**Exercise**: Copy out, word for word, the part of the film review starting with "November 15, 2007" and going on through "at the Oscars.".

**Document passage**:
-----

November 15, 2007

ICELANDICNESS:

Picture This (Iceland Review, 11/09/07)

I watched Mýrin (Jar City) the other night, a suspense thriller by Baltasar Kormákur, one of our most celebrated directors, which is based on a book by Arnaldur Indridason, who has enjoyed considerable popularity both in Iceland and abroad. It was the winner of the 2006 Eddas and is Iceland’s contribution to the race for the 2007 Best Foreign-Language Film nomination at the Oscars.

I enjoyed the film, though I’m not sure it’s exactly Oscar material. It’s a decent investigative story with an interesting plot and it stays true to the book, which I really liked. But I’m no expert. My brother, who is studying multimedia, mentioned that the color correction had focused too much on creating a bleak and somber effect, adding to the generally depressing mood of the film. It is typical for Icelandic movies, he said.

-----

**Supplied material**:
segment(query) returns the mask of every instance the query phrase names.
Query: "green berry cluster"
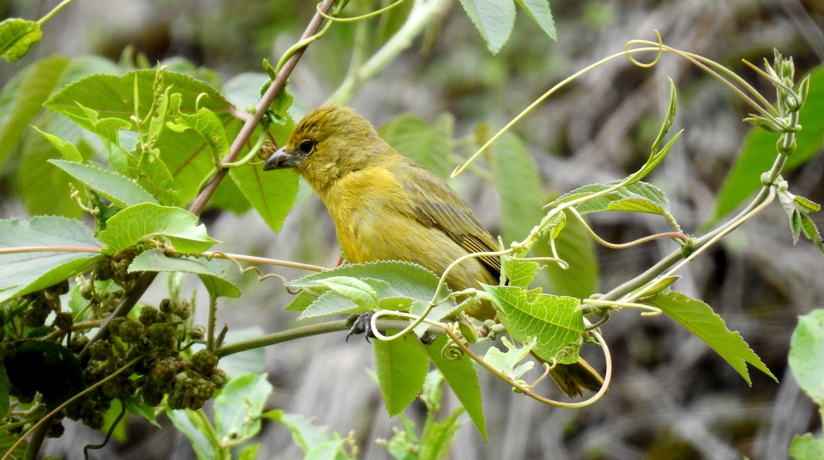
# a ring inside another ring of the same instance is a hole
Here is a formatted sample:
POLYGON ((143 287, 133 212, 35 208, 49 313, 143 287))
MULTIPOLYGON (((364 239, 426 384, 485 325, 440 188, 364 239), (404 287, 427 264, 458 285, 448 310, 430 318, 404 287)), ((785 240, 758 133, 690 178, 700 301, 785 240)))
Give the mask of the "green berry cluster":
MULTIPOLYGON (((127 272, 129 262, 105 261, 92 269, 91 276, 76 279, 77 293, 88 301, 78 315, 83 322, 108 318, 133 288, 138 275, 127 272)), ((16 373, 18 379, 12 381, 11 388, 19 404, 58 405, 100 383, 53 421, 49 435, 62 433, 60 419, 63 416, 92 428, 102 427, 113 399, 137 395, 149 406, 160 405, 166 399, 173 409, 199 409, 225 384, 226 374, 217 367, 216 354, 205 350, 193 354, 189 350, 192 341, 205 335, 203 326, 191 325, 190 302, 166 299, 158 308, 144 306, 136 320, 115 318, 109 323, 109 336, 90 345, 91 336, 75 330, 74 316, 61 309, 60 295, 68 290, 67 281, 0 304, 0 364, 7 365, 7 369, 22 369, 16 373), (63 343, 50 342, 51 346, 42 352, 39 346, 31 346, 45 343, 40 341, 49 335, 62 337, 63 343), (34 349, 21 355, 26 346, 34 349), (42 355, 45 367, 54 369, 32 376, 26 371, 29 355, 42 355), (52 358, 55 363, 68 362, 68 368, 76 369, 71 385, 54 378, 64 374, 59 374, 63 368, 52 363, 52 358), (49 382, 62 383, 55 386, 49 382), (17 386, 22 388, 19 392, 17 386)), ((36 418, 31 411, 26 414, 26 418, 36 418)), ((0 419, 0 424, 10 423, 15 417, 19 419, 19 414, 9 412, 0 419)))
POLYGON ((203 350, 188 358, 180 352, 186 339, 202 337, 201 328, 188 328, 192 305, 180 300, 164 300, 160 309, 143 307, 137 321, 119 318, 110 325, 111 335, 89 348, 87 382, 99 381, 132 363, 132 377, 120 374, 101 385, 109 398, 135 394, 147 405, 160 404, 164 396, 173 409, 199 409, 222 388, 226 374, 217 368, 218 356, 203 350))

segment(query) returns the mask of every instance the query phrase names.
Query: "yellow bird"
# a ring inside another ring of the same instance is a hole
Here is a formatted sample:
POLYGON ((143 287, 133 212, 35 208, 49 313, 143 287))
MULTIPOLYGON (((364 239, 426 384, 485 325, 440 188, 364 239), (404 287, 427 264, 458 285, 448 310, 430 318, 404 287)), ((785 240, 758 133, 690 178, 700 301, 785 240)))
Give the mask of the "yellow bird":
MULTIPOLYGON (((320 195, 351 263, 402 260, 441 275, 466 253, 498 249, 454 190, 398 153, 348 107, 326 105, 307 114, 264 166, 283 168, 296 169, 320 195)), ((499 258, 471 258, 453 268, 446 281, 452 290, 497 285, 500 271, 499 258)), ((495 316, 488 302, 466 313, 480 319, 495 316)), ((583 360, 550 374, 570 396, 596 391, 603 383, 583 360)))

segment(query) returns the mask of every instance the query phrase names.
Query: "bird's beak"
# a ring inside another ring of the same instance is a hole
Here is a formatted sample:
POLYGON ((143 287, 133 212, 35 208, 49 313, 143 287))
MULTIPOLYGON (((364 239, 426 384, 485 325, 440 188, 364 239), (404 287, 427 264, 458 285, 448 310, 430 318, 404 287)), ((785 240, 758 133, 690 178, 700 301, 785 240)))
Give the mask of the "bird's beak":
POLYGON ((283 170, 285 168, 294 168, 297 166, 297 162, 300 158, 286 150, 286 147, 282 147, 278 150, 278 151, 272 154, 266 160, 266 164, 263 165, 263 170, 269 171, 271 170, 283 170))

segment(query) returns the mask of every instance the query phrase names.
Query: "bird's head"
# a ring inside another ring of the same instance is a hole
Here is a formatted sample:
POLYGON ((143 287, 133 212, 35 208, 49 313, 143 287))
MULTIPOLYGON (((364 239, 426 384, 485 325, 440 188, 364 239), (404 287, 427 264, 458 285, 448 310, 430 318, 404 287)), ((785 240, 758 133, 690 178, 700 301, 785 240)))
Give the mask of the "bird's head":
POLYGON ((397 153, 368 120, 349 107, 327 104, 307 114, 263 169, 294 168, 320 191, 392 155, 397 153))

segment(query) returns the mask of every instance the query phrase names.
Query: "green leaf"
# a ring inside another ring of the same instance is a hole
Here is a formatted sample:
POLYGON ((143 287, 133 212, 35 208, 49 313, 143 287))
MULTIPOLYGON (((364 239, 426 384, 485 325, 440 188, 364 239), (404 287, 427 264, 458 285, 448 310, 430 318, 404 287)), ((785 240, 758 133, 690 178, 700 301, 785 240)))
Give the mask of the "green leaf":
MULTIPOLYGON (((117 143, 118 131, 133 126, 135 88, 138 98, 138 116, 143 119, 147 115, 155 95, 156 75, 157 71, 152 69, 136 70, 122 77, 92 75, 64 86, 46 101, 45 106, 117 143)), ((228 114, 229 102, 203 81, 187 75, 164 72, 163 85, 171 86, 173 94, 180 95, 182 113, 193 114, 203 108, 228 114)))
POLYGON ((80 217, 84 214, 77 201, 71 196, 73 179, 49 164, 49 160, 60 156, 49 141, 39 134, 27 135, 21 154, 16 179, 29 214, 65 217, 80 217))
POLYGON ((824 253, 824 242, 822 241, 822 234, 818 231, 818 227, 815 222, 806 213, 801 213, 801 231, 808 239, 812 241, 818 250, 824 253))
POLYGON ((418 339, 410 335, 396 340, 372 341, 377 383, 390 416, 414 401, 424 386, 429 360, 418 339))
POLYGON ((166 409, 166 415, 175 428, 189 438, 198 460, 217 460, 227 458, 228 448, 221 447, 218 434, 208 423, 203 411, 166 409))
POLYGON ((455 392, 455 396, 466 410, 469 417, 472 419, 478 432, 487 440, 486 421, 484 418, 484 408, 480 397, 480 384, 478 383, 478 374, 472 365, 472 359, 467 355, 461 355, 457 360, 448 360, 441 354, 441 350, 447 344, 447 339, 439 337, 435 342, 426 347, 429 359, 443 374, 449 386, 455 392))
POLYGON ((514 134, 492 146, 489 170, 501 197, 501 236, 520 241, 544 217, 544 184, 529 150, 514 134))
POLYGON ((0 221, 0 248, 87 248, 88 252, 28 251, 0 254, 0 301, 57 284, 102 258, 91 230, 80 221, 35 216, 0 221))
POLYGON ((316 446, 341 439, 337 433, 327 433, 326 427, 315 426, 303 416, 287 414, 279 409, 265 412, 260 416, 274 421, 292 431, 292 439, 305 453, 310 452, 316 446))
POLYGON ((810 399, 824 407, 824 309, 798 317, 789 341, 789 369, 810 399))
POLYGON ((663 147, 661 147, 661 143, 664 142, 664 137, 667 133, 669 132, 670 128, 672 126, 672 123, 675 121, 675 112, 676 107, 677 106, 677 97, 675 91, 675 83, 672 79, 667 77, 667 80, 670 84, 670 95, 669 101, 667 106, 667 114, 664 116, 663 122, 661 123, 661 129, 658 131, 658 135, 655 137, 653 142, 653 146, 650 148, 649 157, 647 158, 647 161, 637 171, 630 174, 626 178, 627 184, 635 184, 636 182, 644 179, 647 174, 653 171, 658 165, 664 160, 667 157, 667 154, 675 145, 676 141, 683 132, 683 130, 679 131, 675 136, 670 139, 670 142, 667 142, 663 147), (659 148, 660 147, 660 148, 659 148))
MULTIPOLYGON (((592 184, 579 187, 559 197, 546 205, 546 207, 554 207, 564 202, 602 192, 611 188, 616 183, 592 184)), ((588 200, 576 206, 575 209, 582 215, 602 211, 627 211, 668 216, 669 200, 658 187, 646 182, 636 182, 588 200)))
POLYGON ((218 115, 208 109, 201 108, 195 114, 189 115, 180 111, 182 97, 174 94, 170 97, 169 113, 175 121, 167 122, 170 129, 180 132, 191 129, 199 137, 200 143, 208 146, 212 157, 222 159, 229 153, 229 139, 223 128, 223 123, 218 115))
POLYGON ((0 55, 10 63, 16 63, 42 36, 43 31, 37 22, 16 17, 6 19, 0 22, 0 55))
POLYGON ((166 238, 176 251, 202 253, 218 241, 206 235, 206 226, 198 221, 197 216, 179 207, 141 203, 110 217, 100 239, 113 253, 158 236, 166 238))
POLYGON ((160 204, 132 179, 96 165, 84 165, 65 160, 49 160, 49 162, 82 182, 118 207, 127 207, 142 202, 160 204))
POLYGON ((579 300, 541 294, 540 289, 483 287, 492 294, 501 323, 513 339, 526 344, 532 337, 537 337, 532 351, 548 361, 553 359, 561 364, 578 361, 584 330, 583 315, 578 309, 579 300))
MULTIPOLYGON (((320 280, 332 276, 350 276, 368 283, 371 282, 370 280, 380 280, 392 289, 391 291, 387 291, 384 297, 403 295, 411 299, 425 299, 427 303, 435 292, 438 281, 434 273, 419 265, 406 262, 384 261, 363 264, 347 263, 337 268, 312 273, 291 281, 286 283, 286 286, 292 288, 313 287, 318 286, 320 280)), ((378 287, 376 285, 371 286, 373 289, 378 287)), ((442 294, 447 295, 449 291, 444 289, 442 294)))
POLYGON ((362 309, 375 310, 377 308, 377 293, 368 284, 351 276, 330 276, 318 281, 321 285, 336 292, 362 309))
MULTIPOLYGON (((601 281, 595 242, 586 226, 565 212, 566 225, 555 237, 555 249, 569 267, 564 269, 557 263, 550 263, 545 272, 555 294, 586 299, 597 291, 601 281)), ((552 257, 549 244, 540 243, 534 248, 539 256, 552 257)))
MULTIPOLYGON (((381 6, 388 6, 391 3, 393 2, 385 0, 381 2, 381 6)), ((377 33, 375 37, 377 42, 375 44, 377 47, 383 46, 406 23, 413 6, 411 2, 403 2, 378 16, 377 33)))
POLYGON ((292 170, 264 172, 262 165, 244 165, 229 176, 273 231, 280 231, 297 196, 297 174, 292 170))
POLYGON ((667 316, 706 342, 741 374, 747 384, 751 385, 752 382, 747 363, 778 381, 761 362, 761 358, 747 345, 741 334, 730 332, 723 319, 709 305, 679 292, 660 294, 650 297, 646 303, 661 309, 667 316))
MULTIPOLYGON (((11 388, 12 383, 8 381, 8 374, 6 372, 6 365, 0 363, 0 414, 8 413, 8 396, 9 390, 11 388)), ((2 439, 2 435, 0 434, 0 439, 2 439)), ((2 446, 2 441, 0 441, 0 446, 2 446)))
POLYGON ((535 361, 523 362, 523 360, 537 343, 537 337, 533 337, 532 342, 522 348, 511 343, 505 336, 501 337, 501 343, 508 350, 508 351, 501 351, 494 346, 490 346, 484 355, 484 360, 499 372, 513 380, 518 380, 522 375, 535 367, 535 361))
MULTIPOLYGON (((798 112, 803 128, 795 136, 795 153, 787 158, 783 173, 786 174, 806 163, 818 153, 824 139, 824 66, 818 66, 809 74, 813 81, 804 106, 798 112)), ((713 219, 707 225, 728 214, 761 187, 761 173, 769 170, 775 160, 778 135, 753 127, 742 145, 735 164, 728 173, 719 192, 713 219)))
POLYGON ((0 170, 43 102, 60 80, 68 58, 53 56, 21 70, 0 91, 0 170))
POLYGON ((231 379, 214 398, 214 430, 222 443, 239 445, 260 431, 260 414, 273 387, 265 374, 231 379))
POLYGON ((789 456, 793 460, 820 460, 824 452, 824 439, 817 439, 812 433, 796 434, 789 444, 789 456))
POLYGON ((515 3, 512 0, 461 0, 461 5, 480 33, 486 49, 496 54, 515 25, 515 3))
POLYGON ((558 33, 555 31, 555 22, 552 20, 552 12, 550 11, 550 2, 548 0, 515 1, 550 39, 554 40, 558 39, 558 33))
POLYGON ((418 458, 439 460, 449 455, 455 433, 463 425, 458 421, 458 417, 463 412, 462 408, 458 407, 442 421, 424 425, 424 433, 420 436, 420 455, 418 458))
POLYGON ((63 139, 54 136, 54 134, 49 134, 44 131, 37 128, 37 127, 31 127, 35 131, 40 133, 41 136, 46 138, 47 141, 51 142, 51 145, 54 146, 62 155, 63 157, 69 161, 76 161, 82 163, 84 160, 83 156, 80 153, 77 146, 69 142, 68 141, 63 141, 63 139))
POLYGON ((512 256, 501 256, 501 266, 507 284, 517 287, 528 287, 541 266, 536 262, 523 260, 512 256))
POLYGON ((260 450, 260 444, 249 444, 241 450, 241 454, 237 456, 237 458, 238 460, 257 460, 259 450, 260 450))
MULTIPOLYGON (((501 197, 503 241, 520 241, 544 217, 543 181, 529 150, 514 135, 502 137, 492 146, 491 155, 489 169, 501 197)), ((595 245, 583 225, 569 221, 558 235, 555 247, 569 267, 564 270, 557 264, 549 266, 546 273, 555 291, 581 298, 594 292, 599 279, 598 263, 595 245)), ((546 241, 536 243, 533 250, 541 257, 552 256, 546 241)))
POLYGON ((182 272, 195 273, 213 297, 241 296, 241 290, 226 277, 217 261, 191 256, 169 257, 160 249, 143 251, 129 264, 129 272, 182 272))
POLYGON ((444 114, 430 126, 424 118, 404 114, 381 127, 381 137, 400 155, 446 179, 452 173, 449 154, 455 119, 444 114))

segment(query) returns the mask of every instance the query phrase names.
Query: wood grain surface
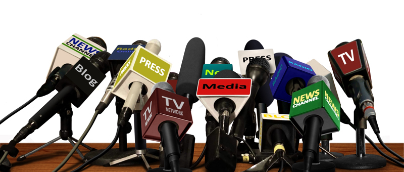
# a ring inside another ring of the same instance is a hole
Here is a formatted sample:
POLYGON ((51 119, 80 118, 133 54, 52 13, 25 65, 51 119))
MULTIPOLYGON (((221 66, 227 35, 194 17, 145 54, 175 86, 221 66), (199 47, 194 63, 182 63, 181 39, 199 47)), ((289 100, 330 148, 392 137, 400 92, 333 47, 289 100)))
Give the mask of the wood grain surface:
MULTIPOLYGON (((86 143, 89 146, 97 149, 103 149, 106 148, 109 144, 107 143, 86 143)), ((20 143, 17 145, 19 149, 19 156, 28 153, 35 149, 42 144, 39 143, 20 143)), ((378 147, 387 155, 392 156, 390 153, 384 149, 379 144, 376 144, 378 147)), ((387 144, 390 149, 395 151, 401 156, 404 155, 404 144, 402 143, 389 143, 387 144)), ((195 162, 199 157, 205 146, 204 143, 197 143, 195 145, 193 161, 195 162)), ((301 151, 302 144, 299 145, 299 150, 301 151)), ((134 144, 128 144, 128 147, 134 147, 134 144)), ((353 143, 331 143, 331 151, 344 154, 344 155, 353 154, 355 153, 355 144, 353 143)), ((118 148, 118 144, 115 145, 114 148, 118 148)), ((147 147, 153 149, 159 149, 159 144, 147 144, 147 147)), ((52 171, 59 163, 65 158, 66 156, 72 148, 71 145, 69 143, 55 143, 43 149, 42 150, 28 157, 26 159, 22 161, 17 161, 16 158, 12 158, 9 156, 8 158, 12 163, 13 167, 10 171, 52 171)), ((80 146, 80 150, 85 154, 89 151, 80 146)), ((366 153, 379 155, 372 145, 366 144, 366 153)), ((17 156, 18 157, 18 156, 17 156)), ((197 168, 193 171, 208 171, 205 168, 205 159, 203 160, 197 168)), ((59 171, 70 171, 80 166, 82 163, 80 156, 75 153, 73 156, 69 160, 67 163, 59 171)), ((152 168, 159 167, 159 162, 150 163, 152 168)), ((250 167, 252 164, 248 163, 238 163, 236 171, 242 171, 250 167)), ((136 165, 130 166, 110 166, 104 167, 101 166, 89 165, 84 168, 82 171, 145 171, 147 169, 144 165, 139 164, 136 165)), ((278 171, 278 168, 273 168, 269 171, 278 171)), ((337 168, 336 171, 404 171, 402 167, 398 167, 393 162, 387 160, 387 165, 381 168, 365 169, 362 170, 353 170, 337 168)), ((285 167, 283 169, 284 172, 291 171, 290 167, 285 167)))

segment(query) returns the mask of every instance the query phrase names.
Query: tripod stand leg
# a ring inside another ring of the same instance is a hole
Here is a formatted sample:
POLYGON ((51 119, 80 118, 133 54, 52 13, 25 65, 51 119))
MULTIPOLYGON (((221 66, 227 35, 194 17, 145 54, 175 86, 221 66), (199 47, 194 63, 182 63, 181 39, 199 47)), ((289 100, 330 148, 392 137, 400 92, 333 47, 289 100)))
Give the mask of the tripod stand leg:
POLYGON ((150 167, 150 165, 148 165, 148 163, 147 163, 147 161, 146 160, 146 158, 144 157, 144 155, 141 154, 140 156, 141 156, 143 161, 144 162, 144 164, 146 165, 146 167, 147 168, 147 169, 152 169, 152 168, 150 167))
MULTIPOLYGON (((73 146, 73 147, 74 147, 74 146, 76 145, 76 144, 74 144, 74 142, 73 142, 73 141, 72 140, 72 139, 70 139, 70 137, 67 138, 67 140, 69 141, 69 142, 70 142, 70 144, 72 144, 72 146, 73 146)), ((87 159, 84 158, 84 155, 83 155, 83 154, 81 153, 81 152, 80 151, 80 150, 79 150, 78 148, 77 148, 77 149, 76 149, 76 152, 77 152, 77 153, 79 154, 80 157, 81 157, 82 159, 83 159, 83 162, 85 162, 87 161, 87 159)))
POLYGON ((59 136, 59 137, 55 138, 55 139, 51 140, 49 142, 45 143, 44 145, 42 145, 41 146, 39 146, 37 148, 33 150, 32 151, 29 152, 27 153, 27 154, 26 154, 25 155, 23 155, 20 156, 20 157, 19 157, 18 158, 17 158, 17 160, 18 161, 23 161, 24 159, 25 159, 25 158, 26 158, 27 157, 28 157, 28 156, 33 154, 34 153, 38 152, 40 150, 41 150, 42 149, 43 149, 44 148, 45 148, 46 146, 49 146, 49 145, 50 145, 51 144, 53 144, 53 143, 56 142, 56 141, 60 140, 60 139, 61 139, 60 136, 59 136))
POLYGON ((121 162, 122 162, 123 161, 125 161, 126 160, 129 160, 129 159, 132 159, 132 158, 136 158, 136 157, 138 157, 138 156, 139 156, 139 155, 138 155, 136 154, 133 154, 133 155, 129 155, 129 156, 127 156, 126 157, 124 157, 124 158, 121 158, 121 159, 118 159, 118 160, 116 160, 115 161, 113 161, 112 162, 110 162, 110 165, 115 165, 115 164, 116 164, 117 163, 121 163, 121 162))
POLYGON ((158 156, 156 156, 155 155, 150 154, 149 154, 148 153, 146 153, 144 155, 144 156, 146 156, 146 157, 150 157, 150 158, 153 158, 153 159, 158 159, 158 160, 160 159, 160 158, 158 156))
MULTIPOLYGON (((76 139, 74 137, 72 137, 71 138, 72 138, 72 140, 73 140, 74 141, 76 142, 76 143, 77 143, 77 142, 78 142, 78 140, 77 140, 77 139, 76 139)), ((90 147, 89 146, 88 146, 87 145, 86 145, 86 144, 83 143, 82 142, 80 144, 80 145, 81 145, 81 146, 83 146, 84 147, 87 148, 87 149, 89 150, 90 151, 96 150, 95 149, 91 148, 91 147, 90 147)))

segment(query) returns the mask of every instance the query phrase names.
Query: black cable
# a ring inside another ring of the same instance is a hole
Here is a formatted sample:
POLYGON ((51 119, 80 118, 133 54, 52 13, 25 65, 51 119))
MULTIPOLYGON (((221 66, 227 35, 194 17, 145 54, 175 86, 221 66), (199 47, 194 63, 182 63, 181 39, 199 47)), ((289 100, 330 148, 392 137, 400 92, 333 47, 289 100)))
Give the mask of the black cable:
POLYGON ((196 165, 199 164, 199 162, 202 160, 202 158, 205 156, 205 150, 206 150, 206 144, 205 144, 205 147, 204 147, 204 150, 202 150, 202 153, 200 153, 200 155, 199 156, 199 158, 198 159, 196 159, 196 161, 191 166, 189 167, 189 169, 192 169, 196 167, 196 165))
POLYGON ((395 156, 395 157, 399 159, 400 160, 404 161, 404 158, 403 158, 402 157, 401 157, 401 156, 397 154, 397 153, 395 153, 394 152, 394 151, 393 151, 391 149, 390 149, 390 148, 389 148, 387 146, 386 146, 385 144, 384 144, 384 143, 383 142, 383 140, 382 140, 382 138, 380 137, 380 135, 379 133, 375 133, 375 134, 376 134, 376 136, 377 137, 377 140, 379 140, 379 142, 380 142, 380 144, 382 145, 382 146, 383 146, 383 148, 384 148, 384 149, 386 149, 386 150, 387 150, 387 151, 391 153, 393 155, 395 156))
POLYGON ((114 138, 114 140, 112 141, 112 142, 111 143, 111 144, 110 144, 110 145, 107 147, 107 148, 106 148, 105 149, 104 149, 104 151, 103 151, 102 152, 97 155, 96 156, 93 157, 92 158, 90 159, 89 160, 87 161, 87 162, 84 162, 83 164, 81 164, 81 165, 80 165, 77 168, 75 169, 74 170, 72 170, 71 172, 79 171, 80 170, 83 169, 83 168, 84 168, 86 166, 88 165, 93 161, 97 160, 97 159, 103 156, 103 155, 104 155, 104 154, 107 153, 107 152, 109 151, 110 150, 111 150, 111 149, 112 149, 112 147, 114 147, 114 145, 115 145, 115 143, 116 143, 118 141, 118 138, 119 138, 119 133, 121 131, 121 128, 122 127, 121 125, 118 125, 118 129, 117 129, 117 134, 115 135, 115 137, 114 138))
POLYGON ((383 156, 388 159, 388 160, 393 161, 393 162, 395 163, 396 164, 398 165, 398 166, 402 167, 404 167, 404 164, 400 162, 400 161, 397 161, 396 159, 390 157, 389 156, 385 154, 384 152, 382 152, 382 151, 381 151, 380 149, 379 149, 379 148, 377 148, 377 146, 376 146, 376 144, 375 144, 375 143, 373 143, 373 142, 372 142, 372 140, 370 140, 370 139, 369 139, 369 137, 368 137, 368 136, 365 135, 365 137, 366 138, 366 140, 368 140, 368 142, 369 142, 370 144, 372 145, 372 146, 373 146, 373 147, 375 148, 376 150, 377 150, 377 152, 380 154, 380 155, 382 155, 383 156), (377 148, 377 149, 376 149, 376 148, 377 148))
POLYGON ((247 143, 247 142, 245 142, 245 141, 244 140, 244 139, 243 139, 243 138, 240 138, 240 137, 239 137, 238 136, 233 136, 233 137, 234 137, 236 139, 239 139, 239 140, 241 140, 242 141, 243 141, 243 142, 245 143, 245 145, 247 145, 247 146, 248 147, 248 149, 249 149, 249 151, 251 152, 251 154, 252 154, 252 156, 254 156, 254 158, 256 158, 255 160, 256 161, 259 160, 259 159, 258 159, 258 158, 257 157, 257 155, 256 155, 256 153, 254 153, 254 151, 252 151, 252 148, 251 148, 251 146, 249 146, 249 144, 248 144, 247 143))
POLYGON ((27 102, 26 103, 24 103, 21 106, 20 106, 20 107, 17 108, 17 109, 14 110, 14 111, 11 112, 11 113, 10 113, 8 115, 7 115, 7 116, 6 116, 6 117, 5 117, 3 119, 2 119, 1 120, 0 120, 0 124, 1 124, 4 121, 5 121, 6 120, 7 120, 7 119, 9 118, 10 117, 11 117, 12 116, 14 115, 15 114, 17 113, 17 112, 18 112, 18 111, 21 110, 21 109, 24 109, 24 108, 25 108, 26 106, 28 106, 30 103, 31 103, 32 102, 33 102, 34 100, 36 99, 36 98, 38 98, 38 96, 35 95, 35 96, 34 96, 34 97, 32 98, 31 99, 28 100, 28 102, 27 102))
POLYGON ((280 166, 279 167, 279 170, 278 170, 278 172, 282 172, 282 170, 283 170, 283 159, 279 159, 279 161, 280 161, 280 166))
MULTIPOLYGON (((354 130, 356 130, 356 127, 351 122, 349 122, 349 125, 352 128, 354 128, 354 130)), ((366 135, 365 135, 365 138, 366 139, 366 140, 367 140, 368 142, 369 142, 369 143, 370 143, 371 145, 372 145, 372 146, 373 146, 373 148, 374 148, 375 149, 376 149, 376 150, 377 151, 377 152, 379 152, 379 154, 380 154, 380 155, 381 155, 382 156, 383 156, 383 157, 384 157, 386 159, 388 159, 388 160, 389 160, 390 161, 393 161, 393 162, 397 164, 397 165, 398 165, 398 166, 404 167, 404 164, 403 164, 402 163, 401 163, 399 161, 397 161, 396 159, 394 159, 394 158, 390 157, 389 156, 386 155, 384 152, 382 152, 382 151, 380 150, 380 149, 379 149, 379 147, 378 147, 377 146, 376 146, 376 144, 373 142, 373 141, 372 141, 372 140, 370 139, 370 138, 369 138, 369 137, 368 137, 368 136, 367 136, 366 135)))

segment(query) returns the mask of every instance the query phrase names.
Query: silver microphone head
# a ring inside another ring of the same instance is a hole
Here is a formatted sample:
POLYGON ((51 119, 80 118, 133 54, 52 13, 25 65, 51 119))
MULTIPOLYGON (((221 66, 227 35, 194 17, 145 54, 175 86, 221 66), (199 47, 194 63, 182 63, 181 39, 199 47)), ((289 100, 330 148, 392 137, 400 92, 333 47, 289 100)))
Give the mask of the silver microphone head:
POLYGON ((331 89, 330 89, 330 82, 328 81, 328 79, 327 79, 327 78, 325 76, 321 75, 314 75, 312 76, 310 79, 309 79, 309 81, 307 82, 307 87, 317 83, 321 80, 324 81, 324 82, 325 82, 325 84, 328 87, 328 89, 331 90, 331 89))
POLYGON ((147 42, 145 48, 158 55, 161 51, 161 43, 159 40, 153 39, 147 42))
POLYGON ((154 85, 153 85, 153 87, 152 88, 152 94, 153 94, 153 92, 154 92, 155 90, 157 88, 165 90, 169 92, 171 92, 174 94, 175 93, 174 92, 173 87, 171 87, 171 85, 167 82, 159 82, 156 83, 154 85))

-----

**Correct response**:
November 15, 2007

ICELANDICNESS:

Picture This (Iceland Review, 11/09/07)

I watched Mýrin (Jar City) the other night, a suspense thriller by Baltasar Kormákur, one of our most celebrated directors, which is based on a book by Arnaldur Indridason, who has enjoyed considerable popularity both in Iceland and abroad. It was the winner of the 2006 Eddas and is Iceland’s contribution to the race for the 2007 Best Foreign-Language Film nomination at the Oscars.